> _Given passage_
----

An efficient computation of \(\Pi _{\mathcal{G}}\) benefits from a simple structure of \(\mathbb{U}^{\mathrm{ad}}\) and a suitable discrete control space \(\mathbb{U}(\mathcal{G})\).

We can still consider the general setting of the previous paragraph. However, the analysis of adaptive finite elements for discretized controls gets painstakingly more laborious at several instances that we shortly list.

  1. 1.

    The right hand side in the basic error equivalence in Proposition 2.1 has to be extended by the term \(\|\hat{U}_{\mathcal{G}}- \Pi (\hat{U}_{\mathcal{G}})\|_{\mathbb{U}}\) resulting in

    $$\displaystyle{\|(\hat{U}_{\mathcal{G}},\hat{Y }_{\mathcal{G}},\hat{P}_{\mathcal{G}}) - (\hat{u},\hat{p},\hat{y})\|_{\mathbb{W}} \simeq \| (\hat{U}_{\mathcal{G}},\hat{Y }_{\mathcal{G}},\hat{P}_{\mathcal{G}}) - (\Pi (\hat{P}_{\mathcal{G}}),S(\hat{U}_{\mathcal{G}}),S^{{\ast}}\psi '(\hat{Y }_{ \mathcal{G}}))\|_{\mathbb{W}};}$$

    compare with [6, Theorem 2.2]

  2. 2.

----

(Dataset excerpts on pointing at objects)
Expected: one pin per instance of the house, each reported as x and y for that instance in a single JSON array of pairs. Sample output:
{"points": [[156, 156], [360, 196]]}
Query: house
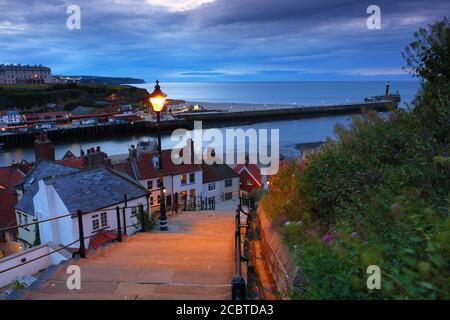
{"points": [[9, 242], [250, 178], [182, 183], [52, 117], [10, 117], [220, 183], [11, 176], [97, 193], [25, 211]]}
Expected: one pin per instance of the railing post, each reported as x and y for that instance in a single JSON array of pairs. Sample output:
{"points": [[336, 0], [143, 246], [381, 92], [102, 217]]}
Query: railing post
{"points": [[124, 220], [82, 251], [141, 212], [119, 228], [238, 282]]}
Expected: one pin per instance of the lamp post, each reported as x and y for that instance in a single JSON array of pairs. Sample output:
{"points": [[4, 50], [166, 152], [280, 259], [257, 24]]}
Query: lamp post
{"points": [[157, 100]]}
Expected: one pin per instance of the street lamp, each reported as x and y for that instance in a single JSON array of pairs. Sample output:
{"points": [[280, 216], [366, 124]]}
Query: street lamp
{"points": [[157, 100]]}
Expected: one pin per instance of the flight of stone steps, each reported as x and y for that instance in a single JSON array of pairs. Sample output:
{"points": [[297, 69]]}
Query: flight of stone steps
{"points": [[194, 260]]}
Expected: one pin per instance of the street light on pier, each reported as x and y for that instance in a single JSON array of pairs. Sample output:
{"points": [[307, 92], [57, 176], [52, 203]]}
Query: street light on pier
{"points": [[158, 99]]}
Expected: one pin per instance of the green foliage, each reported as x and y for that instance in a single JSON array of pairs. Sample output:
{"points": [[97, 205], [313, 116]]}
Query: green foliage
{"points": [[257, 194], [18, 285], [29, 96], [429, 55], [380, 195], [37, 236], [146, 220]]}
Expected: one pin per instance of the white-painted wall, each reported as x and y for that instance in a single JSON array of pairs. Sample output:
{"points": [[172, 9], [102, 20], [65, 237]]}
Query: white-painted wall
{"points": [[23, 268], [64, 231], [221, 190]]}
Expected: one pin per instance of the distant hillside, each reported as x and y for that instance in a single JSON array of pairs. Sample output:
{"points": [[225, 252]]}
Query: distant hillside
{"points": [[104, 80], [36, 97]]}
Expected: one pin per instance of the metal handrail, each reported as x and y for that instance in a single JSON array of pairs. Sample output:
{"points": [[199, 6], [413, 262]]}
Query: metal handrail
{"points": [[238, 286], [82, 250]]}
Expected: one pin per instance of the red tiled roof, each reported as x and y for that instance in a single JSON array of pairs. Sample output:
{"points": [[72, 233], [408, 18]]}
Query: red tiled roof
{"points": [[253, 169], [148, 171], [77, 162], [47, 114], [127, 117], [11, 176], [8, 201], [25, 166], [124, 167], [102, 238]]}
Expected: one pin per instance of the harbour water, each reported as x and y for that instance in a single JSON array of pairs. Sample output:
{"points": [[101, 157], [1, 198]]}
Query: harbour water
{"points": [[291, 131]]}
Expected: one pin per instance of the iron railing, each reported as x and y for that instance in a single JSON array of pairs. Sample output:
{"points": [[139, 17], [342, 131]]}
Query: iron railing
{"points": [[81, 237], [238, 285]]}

----

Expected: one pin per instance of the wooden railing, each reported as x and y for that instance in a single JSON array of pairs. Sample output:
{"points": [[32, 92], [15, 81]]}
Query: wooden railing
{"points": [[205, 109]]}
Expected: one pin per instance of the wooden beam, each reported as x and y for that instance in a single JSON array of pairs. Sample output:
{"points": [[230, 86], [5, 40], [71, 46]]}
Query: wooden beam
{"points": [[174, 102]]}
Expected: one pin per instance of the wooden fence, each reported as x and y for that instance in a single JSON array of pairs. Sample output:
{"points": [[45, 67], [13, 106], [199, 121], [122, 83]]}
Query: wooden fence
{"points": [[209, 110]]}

----

Reproduce the whole passage above on adaptive finite elements for discretized controls, word for word and with every formula intact.

> _Solution to this problem_
An efficient computation of \(\Pi _{\mathcal{G}}\) benefits from a simple structure of \(\mathbb{U}^{\mathrm{ad}}\) and a suitable discrete control space \(\mathbb{U}(\mathcal{G})\).

We can still consider the general setting of the previous paragraph. However, the analysis of adaptive finite elements for discretized controls gets painstakingly more laborious at several instances that we shortly list.

  1. 1.

    The right hand side in the basic error equivalence in Proposition 2.1 has to be extended by the term \(\|\hat{U}_{\mathcal{G}}- \Pi (\hat{U}_{\mathcal{G}})\|_{\mathbb{U}}\) resulting in

    $$\displaystyle{\|(\hat{U}_{\mathcal{G}},\hat{Y }_{\mathcal{G}},\hat{P}_{\mathcal{G}}) - (\hat{u},\hat{p},\hat{y})\|_{\mathbb{W}} \simeq \| (\hat{U}_{\mathcal{G}},\hat{Y }_{\mathcal{G}},\hat{P}_{\mathcal{G}}) - (\Pi (\hat{P}_{\mathcal{G}}),S(\hat{U}_{\mathcal{G}}),S^{{\ast}}\psi '(\hat{Y }_{ \mathcal{G}}))\|_{\mathbb{W}};}$$

    compare with [6, Theorem 2.2]

  2. 2.